--- Document excerpt ---
_ _ _ _ _

AssertionError: Torch not compiled with CUDA enabled

In [6]:

As you can tell above, our arrays are instantiated on CPU memory rather than GPU memory in the non-CUDA-enabled environment. With a relatively elegant syntax, we can create two separate environments within the same project for different hardware specifications.

Building docker containers with caching on CI/CD

Another need I have at work is the ability to build docker containers that contain our source code library and can be shipped into the cloud. Additionally, these containers should be as small as possible. Finally, when building these containers via CI/CD, we need caching enabled to ensure that build times are reasonably short when nothing changes in the environment, with the environment defined by the pyproject.toml file and generated pixi.lock file. (More on pixi.lock later.)

I went about test-driving how to make this happen. It turns out not to be too challenging! To simplify the build, thereby allowing me to iterate more, I removed pytorch from the environment (as specified above) for the following environment definitions:

# FILE: pyproject.toml
[tool.pixi.dependencies]
ruff = ">=0.5.5,<0.6"
pytest = ">=8.3.2,<8.4"
ipython = ">=8.26.0,<9"
jax = "*"

# Feature Definitions
[tool.pixi.feature.cuda]
platforms = ["linux-64"]
system-requirements = {cuda = "12"}

[tool.pixi.feature.cuda.dependencies]
jaxlib = { version = "*", build = "cuda12" }

# Environments
[tool.pixi.environments]
cuda = ["cuda"]

Then, I made a Dockerfile that looks like the following:

# FILE: Dockerfile
FROM ghcr.io/prefix-dev/pixi:latest

WORKDIR /repo

COPY pixi.lock /repo/pixi.lock
COPY pyproject.toml /repo/pyproject.toml

RUN /usr/local/bin/pixi install --manifest-path pyproject.toml --environment cuda

# Entrypoint shell script ensures that any commands we run start with `pixi shell`,
# which in turn ensures that we have the environment activated
# when running any commands.
COPY entrypoint.sh /repo/entrypoint.sh
RUN chmod 700 /repo/entrypoint.sh
ENTRYPOINT [ "/repo/entrypoint.sh" ]

Notice how there is an official pixi Docker container! Most crucially, it does not ship with anything CUDA-related, so how do we get CUDA packages into it? Well, it is now possible to use non-NVIDIA docker containers to run GPU code thanks to the many efforts of conda-forge community members who work for NVIDIA, as we can specify whether we need GPU-related packages or not entirely within our conda/pixi environments instead.

_ _ _ _ _

--- Stated task ---
According to the text on pixi environments and Docker builds, what is the purpose of copying an entrypoint shell script into the Dockerfile? Reply in one to three sentences. The entries are not needed for this work.

[Object location annotation data]
_ _ _ _ _

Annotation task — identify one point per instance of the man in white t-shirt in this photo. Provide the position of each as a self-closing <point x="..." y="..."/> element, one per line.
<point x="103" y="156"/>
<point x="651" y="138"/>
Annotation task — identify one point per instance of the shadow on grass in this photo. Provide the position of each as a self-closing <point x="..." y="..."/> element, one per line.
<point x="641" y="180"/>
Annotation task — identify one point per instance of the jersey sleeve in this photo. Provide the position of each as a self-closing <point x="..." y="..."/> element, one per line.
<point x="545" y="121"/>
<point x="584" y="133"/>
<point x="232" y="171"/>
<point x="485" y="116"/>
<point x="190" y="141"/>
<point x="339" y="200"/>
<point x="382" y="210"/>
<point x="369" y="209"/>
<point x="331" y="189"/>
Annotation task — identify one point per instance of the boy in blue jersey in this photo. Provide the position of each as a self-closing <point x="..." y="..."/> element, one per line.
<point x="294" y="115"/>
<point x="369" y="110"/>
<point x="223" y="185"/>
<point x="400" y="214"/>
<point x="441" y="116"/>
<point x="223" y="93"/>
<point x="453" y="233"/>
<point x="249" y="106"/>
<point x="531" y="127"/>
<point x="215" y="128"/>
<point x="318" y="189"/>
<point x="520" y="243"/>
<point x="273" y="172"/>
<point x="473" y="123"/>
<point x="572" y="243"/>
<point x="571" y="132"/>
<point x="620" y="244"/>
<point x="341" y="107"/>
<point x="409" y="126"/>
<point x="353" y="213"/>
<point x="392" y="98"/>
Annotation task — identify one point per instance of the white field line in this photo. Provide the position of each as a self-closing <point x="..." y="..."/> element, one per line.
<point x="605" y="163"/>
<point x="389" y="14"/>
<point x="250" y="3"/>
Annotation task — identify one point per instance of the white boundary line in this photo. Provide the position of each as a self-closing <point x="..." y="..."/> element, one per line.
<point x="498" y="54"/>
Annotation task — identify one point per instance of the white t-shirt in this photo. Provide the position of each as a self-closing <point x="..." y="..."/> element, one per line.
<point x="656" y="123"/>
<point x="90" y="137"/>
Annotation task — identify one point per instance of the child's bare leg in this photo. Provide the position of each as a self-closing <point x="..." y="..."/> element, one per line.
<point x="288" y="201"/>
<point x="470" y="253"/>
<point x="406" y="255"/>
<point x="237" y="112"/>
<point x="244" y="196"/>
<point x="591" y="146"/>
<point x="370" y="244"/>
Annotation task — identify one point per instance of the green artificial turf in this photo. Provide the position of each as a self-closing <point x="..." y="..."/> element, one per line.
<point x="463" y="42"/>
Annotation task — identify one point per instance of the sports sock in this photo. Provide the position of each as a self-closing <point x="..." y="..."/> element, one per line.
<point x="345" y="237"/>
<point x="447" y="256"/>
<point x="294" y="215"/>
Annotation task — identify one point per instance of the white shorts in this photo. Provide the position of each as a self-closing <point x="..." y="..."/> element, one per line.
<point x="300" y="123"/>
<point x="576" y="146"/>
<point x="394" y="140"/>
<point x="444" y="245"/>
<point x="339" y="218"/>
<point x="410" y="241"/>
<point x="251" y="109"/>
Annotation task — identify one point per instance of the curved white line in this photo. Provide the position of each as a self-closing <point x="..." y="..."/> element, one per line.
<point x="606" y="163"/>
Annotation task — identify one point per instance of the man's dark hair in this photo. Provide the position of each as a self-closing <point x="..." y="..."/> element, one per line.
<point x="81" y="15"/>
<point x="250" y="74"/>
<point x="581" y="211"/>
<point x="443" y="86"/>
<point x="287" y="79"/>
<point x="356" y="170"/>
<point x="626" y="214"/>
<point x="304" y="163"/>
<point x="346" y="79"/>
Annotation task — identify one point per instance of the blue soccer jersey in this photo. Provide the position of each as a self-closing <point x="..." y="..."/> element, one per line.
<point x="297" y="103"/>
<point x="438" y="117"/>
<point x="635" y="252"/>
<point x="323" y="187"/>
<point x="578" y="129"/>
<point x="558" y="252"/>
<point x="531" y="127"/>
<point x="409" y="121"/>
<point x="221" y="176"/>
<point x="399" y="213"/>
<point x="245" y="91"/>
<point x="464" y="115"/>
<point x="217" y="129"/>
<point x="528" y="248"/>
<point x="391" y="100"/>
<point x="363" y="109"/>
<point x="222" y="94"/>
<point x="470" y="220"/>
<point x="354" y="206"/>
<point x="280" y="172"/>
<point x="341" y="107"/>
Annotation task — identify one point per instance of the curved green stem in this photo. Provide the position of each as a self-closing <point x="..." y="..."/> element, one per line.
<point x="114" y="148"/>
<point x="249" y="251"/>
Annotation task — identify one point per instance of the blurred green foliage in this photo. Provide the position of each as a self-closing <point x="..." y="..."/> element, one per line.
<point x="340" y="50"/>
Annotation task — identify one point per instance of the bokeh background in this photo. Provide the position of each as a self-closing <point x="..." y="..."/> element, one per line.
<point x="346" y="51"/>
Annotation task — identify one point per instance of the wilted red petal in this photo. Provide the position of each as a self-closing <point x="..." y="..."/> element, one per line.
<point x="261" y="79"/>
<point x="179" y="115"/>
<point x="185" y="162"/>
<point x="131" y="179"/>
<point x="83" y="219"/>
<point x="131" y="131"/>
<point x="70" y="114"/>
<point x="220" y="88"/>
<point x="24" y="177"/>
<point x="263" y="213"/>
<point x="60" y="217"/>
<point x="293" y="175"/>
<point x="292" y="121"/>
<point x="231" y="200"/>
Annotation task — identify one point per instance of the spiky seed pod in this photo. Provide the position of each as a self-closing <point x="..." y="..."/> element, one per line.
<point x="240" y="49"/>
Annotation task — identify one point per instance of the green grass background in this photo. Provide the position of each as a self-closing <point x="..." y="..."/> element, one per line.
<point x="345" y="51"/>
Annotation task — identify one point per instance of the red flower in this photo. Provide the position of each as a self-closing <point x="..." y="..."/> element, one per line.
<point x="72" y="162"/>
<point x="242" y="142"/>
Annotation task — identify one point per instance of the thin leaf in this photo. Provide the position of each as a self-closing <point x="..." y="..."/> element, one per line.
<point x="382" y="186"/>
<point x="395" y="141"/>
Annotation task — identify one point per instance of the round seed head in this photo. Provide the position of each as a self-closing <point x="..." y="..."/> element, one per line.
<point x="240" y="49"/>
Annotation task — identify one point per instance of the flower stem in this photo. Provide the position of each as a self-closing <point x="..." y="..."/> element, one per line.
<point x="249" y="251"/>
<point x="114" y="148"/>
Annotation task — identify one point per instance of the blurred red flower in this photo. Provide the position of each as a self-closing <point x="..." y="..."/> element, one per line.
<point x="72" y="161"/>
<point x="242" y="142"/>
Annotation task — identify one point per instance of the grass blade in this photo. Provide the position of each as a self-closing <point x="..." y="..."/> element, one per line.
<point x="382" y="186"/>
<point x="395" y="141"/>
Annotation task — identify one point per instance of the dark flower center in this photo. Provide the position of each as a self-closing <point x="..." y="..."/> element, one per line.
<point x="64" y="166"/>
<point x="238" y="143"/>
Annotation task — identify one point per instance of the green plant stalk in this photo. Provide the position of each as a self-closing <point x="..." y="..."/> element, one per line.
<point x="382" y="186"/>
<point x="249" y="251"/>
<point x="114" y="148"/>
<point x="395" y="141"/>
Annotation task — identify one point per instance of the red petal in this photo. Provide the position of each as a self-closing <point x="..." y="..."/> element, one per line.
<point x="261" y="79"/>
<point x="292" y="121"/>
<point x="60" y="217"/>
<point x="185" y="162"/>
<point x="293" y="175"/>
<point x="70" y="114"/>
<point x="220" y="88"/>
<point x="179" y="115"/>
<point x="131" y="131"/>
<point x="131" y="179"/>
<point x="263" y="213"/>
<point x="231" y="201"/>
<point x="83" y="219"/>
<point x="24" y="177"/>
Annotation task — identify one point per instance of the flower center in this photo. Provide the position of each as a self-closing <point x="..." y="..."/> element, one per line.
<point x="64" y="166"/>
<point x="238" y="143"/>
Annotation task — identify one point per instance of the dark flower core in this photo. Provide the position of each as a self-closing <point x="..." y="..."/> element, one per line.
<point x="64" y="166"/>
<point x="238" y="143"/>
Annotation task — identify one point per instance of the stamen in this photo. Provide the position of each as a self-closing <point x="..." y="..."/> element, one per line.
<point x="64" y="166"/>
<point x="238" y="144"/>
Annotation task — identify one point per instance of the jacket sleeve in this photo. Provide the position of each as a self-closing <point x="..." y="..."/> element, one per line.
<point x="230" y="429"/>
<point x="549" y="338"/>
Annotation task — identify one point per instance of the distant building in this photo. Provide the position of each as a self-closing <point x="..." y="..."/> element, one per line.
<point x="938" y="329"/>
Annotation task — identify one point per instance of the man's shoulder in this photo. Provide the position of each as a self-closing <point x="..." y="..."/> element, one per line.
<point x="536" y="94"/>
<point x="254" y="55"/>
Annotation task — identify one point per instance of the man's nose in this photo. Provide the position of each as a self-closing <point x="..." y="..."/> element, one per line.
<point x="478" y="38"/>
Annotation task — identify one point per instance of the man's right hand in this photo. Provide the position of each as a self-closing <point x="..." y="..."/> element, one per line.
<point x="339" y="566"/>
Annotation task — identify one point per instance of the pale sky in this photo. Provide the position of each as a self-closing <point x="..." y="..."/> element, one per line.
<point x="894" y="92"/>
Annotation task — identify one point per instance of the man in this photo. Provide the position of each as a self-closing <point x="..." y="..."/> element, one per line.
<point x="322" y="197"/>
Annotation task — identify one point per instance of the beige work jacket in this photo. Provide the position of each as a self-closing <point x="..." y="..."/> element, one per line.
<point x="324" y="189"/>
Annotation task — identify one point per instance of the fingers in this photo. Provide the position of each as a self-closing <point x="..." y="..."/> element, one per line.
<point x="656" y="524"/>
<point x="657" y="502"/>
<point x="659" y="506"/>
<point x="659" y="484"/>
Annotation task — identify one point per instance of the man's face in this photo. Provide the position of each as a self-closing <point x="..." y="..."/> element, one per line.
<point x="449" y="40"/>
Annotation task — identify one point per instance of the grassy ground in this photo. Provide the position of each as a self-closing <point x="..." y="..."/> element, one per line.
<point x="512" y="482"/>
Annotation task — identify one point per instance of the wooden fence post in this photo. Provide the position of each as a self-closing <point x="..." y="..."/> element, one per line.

_ _ _ _ _

--- The solution ---
The entrypoint script makes every command run in the container start with `pixi shell`. This ensures the environment is activated whenever commands are run.